Exercise
Rewrite the lines from the line containing "If you could place a marker on the grass" up to and including the line containing "point(926, 647)" as a Markdown table with the columns Row and Line, omitting any blank lines.

---- Input records

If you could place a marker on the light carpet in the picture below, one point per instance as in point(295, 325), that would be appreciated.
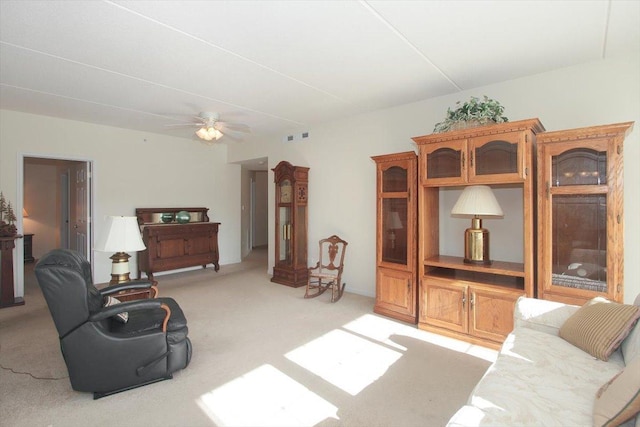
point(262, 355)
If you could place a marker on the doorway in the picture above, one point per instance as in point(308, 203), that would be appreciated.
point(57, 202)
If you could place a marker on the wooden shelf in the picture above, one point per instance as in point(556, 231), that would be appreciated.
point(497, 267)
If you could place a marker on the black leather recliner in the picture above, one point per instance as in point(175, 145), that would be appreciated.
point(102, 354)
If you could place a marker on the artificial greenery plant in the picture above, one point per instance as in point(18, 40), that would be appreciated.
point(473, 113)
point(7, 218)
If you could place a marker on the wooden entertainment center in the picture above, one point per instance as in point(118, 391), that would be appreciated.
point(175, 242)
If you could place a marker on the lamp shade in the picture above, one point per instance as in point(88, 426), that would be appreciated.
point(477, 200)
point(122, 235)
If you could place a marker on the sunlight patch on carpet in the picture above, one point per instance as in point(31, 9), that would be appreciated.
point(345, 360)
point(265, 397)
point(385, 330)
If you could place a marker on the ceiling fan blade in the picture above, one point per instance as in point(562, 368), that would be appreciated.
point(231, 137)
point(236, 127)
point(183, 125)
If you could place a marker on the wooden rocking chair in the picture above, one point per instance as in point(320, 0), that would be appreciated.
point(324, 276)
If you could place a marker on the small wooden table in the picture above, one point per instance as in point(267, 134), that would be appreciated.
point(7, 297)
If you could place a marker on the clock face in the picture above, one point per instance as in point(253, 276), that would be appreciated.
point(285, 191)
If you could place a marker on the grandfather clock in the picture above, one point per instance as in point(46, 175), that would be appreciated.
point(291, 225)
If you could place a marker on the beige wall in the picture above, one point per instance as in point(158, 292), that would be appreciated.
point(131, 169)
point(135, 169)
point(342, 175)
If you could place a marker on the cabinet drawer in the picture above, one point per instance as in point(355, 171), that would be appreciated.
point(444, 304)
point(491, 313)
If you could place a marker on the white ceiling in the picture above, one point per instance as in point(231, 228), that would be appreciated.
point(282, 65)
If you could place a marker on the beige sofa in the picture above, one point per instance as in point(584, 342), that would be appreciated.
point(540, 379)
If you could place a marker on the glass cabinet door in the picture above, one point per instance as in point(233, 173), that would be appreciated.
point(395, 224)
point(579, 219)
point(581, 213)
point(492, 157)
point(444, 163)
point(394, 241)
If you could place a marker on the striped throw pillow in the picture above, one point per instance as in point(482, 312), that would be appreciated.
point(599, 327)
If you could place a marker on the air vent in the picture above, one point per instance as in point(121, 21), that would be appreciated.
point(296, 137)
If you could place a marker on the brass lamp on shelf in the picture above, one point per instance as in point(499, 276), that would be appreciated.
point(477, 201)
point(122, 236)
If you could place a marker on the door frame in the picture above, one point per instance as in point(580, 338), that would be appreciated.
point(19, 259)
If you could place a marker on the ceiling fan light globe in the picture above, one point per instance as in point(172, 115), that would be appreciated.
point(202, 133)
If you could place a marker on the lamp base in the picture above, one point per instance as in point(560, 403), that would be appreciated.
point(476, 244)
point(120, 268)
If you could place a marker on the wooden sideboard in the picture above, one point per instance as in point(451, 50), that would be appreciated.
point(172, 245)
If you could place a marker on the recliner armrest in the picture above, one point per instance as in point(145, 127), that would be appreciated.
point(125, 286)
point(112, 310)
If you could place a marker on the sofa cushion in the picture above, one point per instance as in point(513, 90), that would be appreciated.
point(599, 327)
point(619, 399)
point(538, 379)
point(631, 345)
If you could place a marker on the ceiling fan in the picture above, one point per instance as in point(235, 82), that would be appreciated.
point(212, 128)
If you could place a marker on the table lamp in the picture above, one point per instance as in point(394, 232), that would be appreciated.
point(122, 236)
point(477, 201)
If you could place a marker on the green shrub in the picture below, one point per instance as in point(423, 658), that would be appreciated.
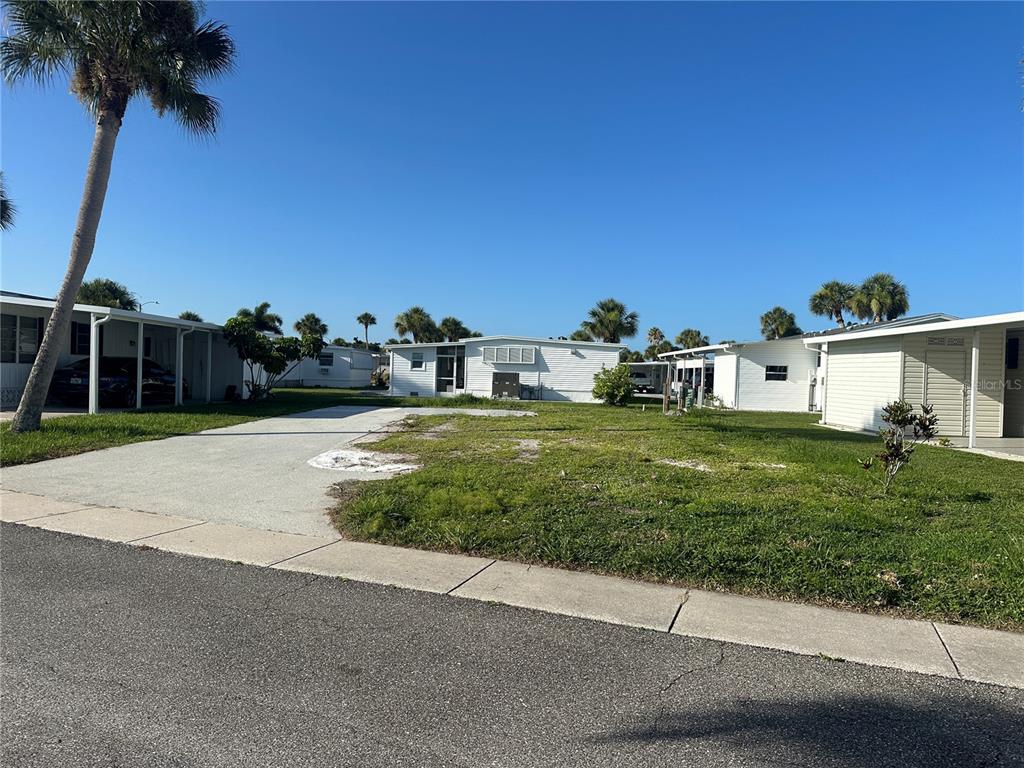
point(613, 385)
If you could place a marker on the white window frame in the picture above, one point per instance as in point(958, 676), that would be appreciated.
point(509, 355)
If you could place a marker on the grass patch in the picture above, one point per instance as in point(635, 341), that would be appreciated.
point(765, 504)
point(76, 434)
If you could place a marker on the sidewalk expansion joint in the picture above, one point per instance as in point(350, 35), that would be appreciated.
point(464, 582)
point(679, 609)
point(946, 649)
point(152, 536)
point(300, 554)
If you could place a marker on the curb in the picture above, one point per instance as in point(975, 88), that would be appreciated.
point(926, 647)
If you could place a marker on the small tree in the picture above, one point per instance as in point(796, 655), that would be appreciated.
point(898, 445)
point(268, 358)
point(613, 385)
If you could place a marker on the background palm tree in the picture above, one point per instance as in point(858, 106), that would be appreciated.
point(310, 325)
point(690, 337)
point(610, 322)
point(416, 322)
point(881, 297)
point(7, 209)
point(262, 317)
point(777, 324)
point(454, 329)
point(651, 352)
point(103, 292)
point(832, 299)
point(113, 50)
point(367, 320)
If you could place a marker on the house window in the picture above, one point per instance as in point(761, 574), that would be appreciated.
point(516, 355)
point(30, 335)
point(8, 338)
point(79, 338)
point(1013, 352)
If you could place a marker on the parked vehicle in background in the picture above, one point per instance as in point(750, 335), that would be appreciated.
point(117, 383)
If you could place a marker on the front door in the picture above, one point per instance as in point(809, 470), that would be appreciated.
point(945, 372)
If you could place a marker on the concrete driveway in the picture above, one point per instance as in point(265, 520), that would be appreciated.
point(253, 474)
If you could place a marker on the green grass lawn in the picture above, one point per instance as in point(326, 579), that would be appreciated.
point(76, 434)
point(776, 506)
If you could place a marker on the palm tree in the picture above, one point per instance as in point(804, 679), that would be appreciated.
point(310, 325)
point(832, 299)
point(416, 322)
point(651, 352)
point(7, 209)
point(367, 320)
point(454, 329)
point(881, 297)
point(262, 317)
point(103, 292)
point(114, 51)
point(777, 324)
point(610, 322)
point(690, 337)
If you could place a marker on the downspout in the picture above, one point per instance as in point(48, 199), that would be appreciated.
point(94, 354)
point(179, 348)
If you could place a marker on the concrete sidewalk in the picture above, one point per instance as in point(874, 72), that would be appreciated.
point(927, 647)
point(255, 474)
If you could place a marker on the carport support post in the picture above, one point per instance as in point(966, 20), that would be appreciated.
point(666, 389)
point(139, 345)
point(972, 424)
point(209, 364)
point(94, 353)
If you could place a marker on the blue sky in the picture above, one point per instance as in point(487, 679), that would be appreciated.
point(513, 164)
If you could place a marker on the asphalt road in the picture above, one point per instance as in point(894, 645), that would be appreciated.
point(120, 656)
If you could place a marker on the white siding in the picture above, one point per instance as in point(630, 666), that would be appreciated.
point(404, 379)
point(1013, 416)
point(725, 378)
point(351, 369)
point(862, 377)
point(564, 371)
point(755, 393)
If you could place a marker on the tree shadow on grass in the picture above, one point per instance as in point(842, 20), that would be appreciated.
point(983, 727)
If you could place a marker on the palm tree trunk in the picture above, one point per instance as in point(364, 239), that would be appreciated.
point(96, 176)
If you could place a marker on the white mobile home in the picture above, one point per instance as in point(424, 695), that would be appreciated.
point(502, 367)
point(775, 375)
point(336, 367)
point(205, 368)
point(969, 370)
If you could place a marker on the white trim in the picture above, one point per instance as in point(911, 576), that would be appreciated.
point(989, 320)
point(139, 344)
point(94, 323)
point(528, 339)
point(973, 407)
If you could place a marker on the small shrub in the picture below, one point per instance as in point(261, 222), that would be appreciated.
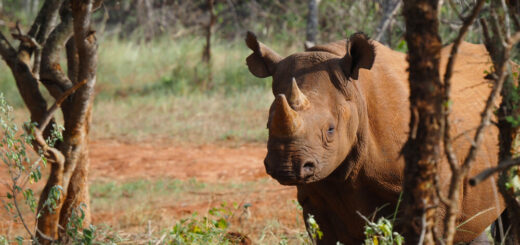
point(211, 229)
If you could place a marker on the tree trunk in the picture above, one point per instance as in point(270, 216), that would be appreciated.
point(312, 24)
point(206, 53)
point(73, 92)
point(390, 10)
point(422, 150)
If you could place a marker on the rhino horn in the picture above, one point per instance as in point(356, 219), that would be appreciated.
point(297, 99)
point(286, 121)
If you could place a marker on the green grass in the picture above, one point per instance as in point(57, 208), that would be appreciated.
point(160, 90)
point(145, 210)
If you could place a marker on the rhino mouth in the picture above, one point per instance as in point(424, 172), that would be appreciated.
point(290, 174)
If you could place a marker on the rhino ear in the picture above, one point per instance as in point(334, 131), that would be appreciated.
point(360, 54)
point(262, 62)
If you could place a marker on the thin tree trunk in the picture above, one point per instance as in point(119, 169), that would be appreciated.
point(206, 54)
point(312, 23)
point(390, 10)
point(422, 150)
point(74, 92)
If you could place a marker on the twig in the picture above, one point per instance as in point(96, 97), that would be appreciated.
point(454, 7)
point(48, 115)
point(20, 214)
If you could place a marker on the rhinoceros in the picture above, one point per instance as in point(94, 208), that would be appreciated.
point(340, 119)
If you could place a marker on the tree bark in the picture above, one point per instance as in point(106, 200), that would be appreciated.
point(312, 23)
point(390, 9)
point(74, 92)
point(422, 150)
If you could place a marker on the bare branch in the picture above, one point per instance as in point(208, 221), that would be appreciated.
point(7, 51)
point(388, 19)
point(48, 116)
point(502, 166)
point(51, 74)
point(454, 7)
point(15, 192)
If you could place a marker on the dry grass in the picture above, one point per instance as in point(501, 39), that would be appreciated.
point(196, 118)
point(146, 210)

--------

Solution to the exercise
| Row | Line |
|---|---|
| 1 | If you could place a marker on the grass patch in the picture above, one point per instance as in point(635, 341), that would be appreciated. |
| 2 | point(765, 504) |
| 3 | point(76, 434) |
| 4 | If you could place a marker on the sidewalk expansion joint in the picture above, one point per instance as in point(350, 35), that would be appreciated. |
| 5 | point(464, 582) |
| 6 | point(679, 609) |
| 7 | point(946, 649) |
| 8 | point(152, 536) |
| 9 | point(300, 554) |
| 10 | If you could place a marker on the curb in the picture above, one point per instance as in point(975, 88), that would be appreciated. |
| 11 | point(926, 647) |